> [WHAT IS NEEDED]:
With the pictures left aside, write out the entries that follow exactly.

> [DATASET RECORDS]:
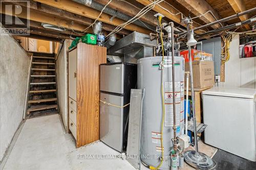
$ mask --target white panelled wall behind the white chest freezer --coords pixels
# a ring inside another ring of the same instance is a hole
[[[239,58],[239,35],[235,35],[229,46],[230,58],[225,63],[225,82],[220,87],[255,88],[256,59]]]

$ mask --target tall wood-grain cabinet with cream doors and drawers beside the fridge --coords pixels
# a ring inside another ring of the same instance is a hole
[[[99,65],[106,48],[78,43],[69,51],[69,129],[76,147],[99,139]]]

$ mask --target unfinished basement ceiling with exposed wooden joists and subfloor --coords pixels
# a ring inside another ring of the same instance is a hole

> [SOLUTION FOR THIS PROBLEM]:
$ mask --target white panelled wall behind the white chest freezer --coords pixels
# a ring inside another ring of the same instance is a hole
[[[239,58],[239,35],[235,35],[229,46],[230,58],[225,63],[225,82],[220,87],[255,88],[256,59]]]

$ mask --target tall wood-grain cabinet with cream doors and drawers beside the fridge --coords pixels
# a ring inside another ring of the same instance is a hole
[[[99,65],[106,48],[78,43],[69,51],[69,129],[76,147],[99,139]]]

$ mask --target unfinished basement ceiling with exposed wooden joists and subfloor --coords pixels
# a ring inside another ring of the same instance is a hole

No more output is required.